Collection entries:
* * *
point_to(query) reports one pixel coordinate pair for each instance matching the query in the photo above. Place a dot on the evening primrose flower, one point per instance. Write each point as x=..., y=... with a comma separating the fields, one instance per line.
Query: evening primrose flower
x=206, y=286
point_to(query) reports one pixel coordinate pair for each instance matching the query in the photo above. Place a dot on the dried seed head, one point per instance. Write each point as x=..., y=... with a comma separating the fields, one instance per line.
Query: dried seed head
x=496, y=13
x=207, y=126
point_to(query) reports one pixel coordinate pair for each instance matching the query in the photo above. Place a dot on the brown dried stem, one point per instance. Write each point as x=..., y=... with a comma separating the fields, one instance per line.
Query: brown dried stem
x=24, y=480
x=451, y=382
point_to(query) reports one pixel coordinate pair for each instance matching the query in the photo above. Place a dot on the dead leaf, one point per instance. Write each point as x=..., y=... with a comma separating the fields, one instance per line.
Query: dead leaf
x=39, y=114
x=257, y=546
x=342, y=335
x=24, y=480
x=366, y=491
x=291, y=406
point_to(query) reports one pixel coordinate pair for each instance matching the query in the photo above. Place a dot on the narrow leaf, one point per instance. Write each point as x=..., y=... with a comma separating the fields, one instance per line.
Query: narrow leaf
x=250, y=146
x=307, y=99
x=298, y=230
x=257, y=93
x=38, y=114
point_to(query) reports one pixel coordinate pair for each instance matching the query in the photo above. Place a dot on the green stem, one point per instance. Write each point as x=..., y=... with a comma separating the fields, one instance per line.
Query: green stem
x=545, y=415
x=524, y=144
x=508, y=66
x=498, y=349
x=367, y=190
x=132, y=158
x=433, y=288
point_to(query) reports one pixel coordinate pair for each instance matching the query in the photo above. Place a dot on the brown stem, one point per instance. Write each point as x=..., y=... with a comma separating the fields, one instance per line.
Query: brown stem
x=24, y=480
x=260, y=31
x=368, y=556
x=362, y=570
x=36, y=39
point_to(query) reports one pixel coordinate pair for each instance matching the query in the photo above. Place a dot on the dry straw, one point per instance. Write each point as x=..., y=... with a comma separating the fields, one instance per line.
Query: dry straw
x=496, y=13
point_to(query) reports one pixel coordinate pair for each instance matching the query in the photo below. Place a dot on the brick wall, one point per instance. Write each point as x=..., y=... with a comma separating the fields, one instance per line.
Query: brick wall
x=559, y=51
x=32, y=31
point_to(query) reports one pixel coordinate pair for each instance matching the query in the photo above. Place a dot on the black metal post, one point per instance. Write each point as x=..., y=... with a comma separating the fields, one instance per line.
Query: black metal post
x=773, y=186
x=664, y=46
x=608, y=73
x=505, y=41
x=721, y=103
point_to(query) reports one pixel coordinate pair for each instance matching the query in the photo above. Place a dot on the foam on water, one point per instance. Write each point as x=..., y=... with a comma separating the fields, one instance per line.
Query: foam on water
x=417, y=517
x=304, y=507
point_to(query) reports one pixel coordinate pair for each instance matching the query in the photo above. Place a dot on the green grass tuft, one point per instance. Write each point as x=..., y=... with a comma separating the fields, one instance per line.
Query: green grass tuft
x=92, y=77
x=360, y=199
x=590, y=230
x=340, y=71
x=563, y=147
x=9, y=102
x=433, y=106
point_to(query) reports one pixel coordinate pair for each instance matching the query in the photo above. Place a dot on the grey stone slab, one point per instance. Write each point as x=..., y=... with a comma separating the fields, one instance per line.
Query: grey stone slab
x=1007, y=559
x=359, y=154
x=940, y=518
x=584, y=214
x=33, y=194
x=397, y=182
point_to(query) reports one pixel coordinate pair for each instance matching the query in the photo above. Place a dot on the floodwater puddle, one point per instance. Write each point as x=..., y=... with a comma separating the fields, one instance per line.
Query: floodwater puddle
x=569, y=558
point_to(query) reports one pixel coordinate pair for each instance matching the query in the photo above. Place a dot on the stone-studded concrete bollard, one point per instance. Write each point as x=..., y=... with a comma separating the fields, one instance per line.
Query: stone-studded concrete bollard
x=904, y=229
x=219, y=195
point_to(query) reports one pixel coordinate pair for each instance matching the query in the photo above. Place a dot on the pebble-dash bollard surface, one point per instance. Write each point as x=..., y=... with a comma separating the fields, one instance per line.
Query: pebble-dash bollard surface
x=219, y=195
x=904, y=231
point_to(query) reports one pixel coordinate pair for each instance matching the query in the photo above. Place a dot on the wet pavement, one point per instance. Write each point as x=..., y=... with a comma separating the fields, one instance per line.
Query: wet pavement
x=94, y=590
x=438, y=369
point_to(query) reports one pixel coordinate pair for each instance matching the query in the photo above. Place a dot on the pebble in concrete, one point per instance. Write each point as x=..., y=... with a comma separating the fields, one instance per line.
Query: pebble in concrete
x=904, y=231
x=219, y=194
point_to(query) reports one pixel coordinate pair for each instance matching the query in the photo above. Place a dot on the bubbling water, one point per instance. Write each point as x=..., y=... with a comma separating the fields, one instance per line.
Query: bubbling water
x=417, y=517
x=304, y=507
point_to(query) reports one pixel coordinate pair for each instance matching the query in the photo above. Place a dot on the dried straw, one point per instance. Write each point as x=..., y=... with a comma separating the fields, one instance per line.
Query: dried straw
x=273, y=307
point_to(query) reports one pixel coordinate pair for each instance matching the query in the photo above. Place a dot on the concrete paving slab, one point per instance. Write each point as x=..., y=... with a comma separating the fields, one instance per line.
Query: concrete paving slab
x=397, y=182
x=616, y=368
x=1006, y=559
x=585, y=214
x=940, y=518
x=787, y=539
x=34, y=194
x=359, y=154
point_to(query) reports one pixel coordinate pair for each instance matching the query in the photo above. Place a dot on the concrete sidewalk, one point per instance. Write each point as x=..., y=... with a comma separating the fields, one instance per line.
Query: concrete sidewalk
* * *
◆ Task instructions: A single figure, please: the number of lines in the data that hold the string "sidewalk".

◆ Task solution: 2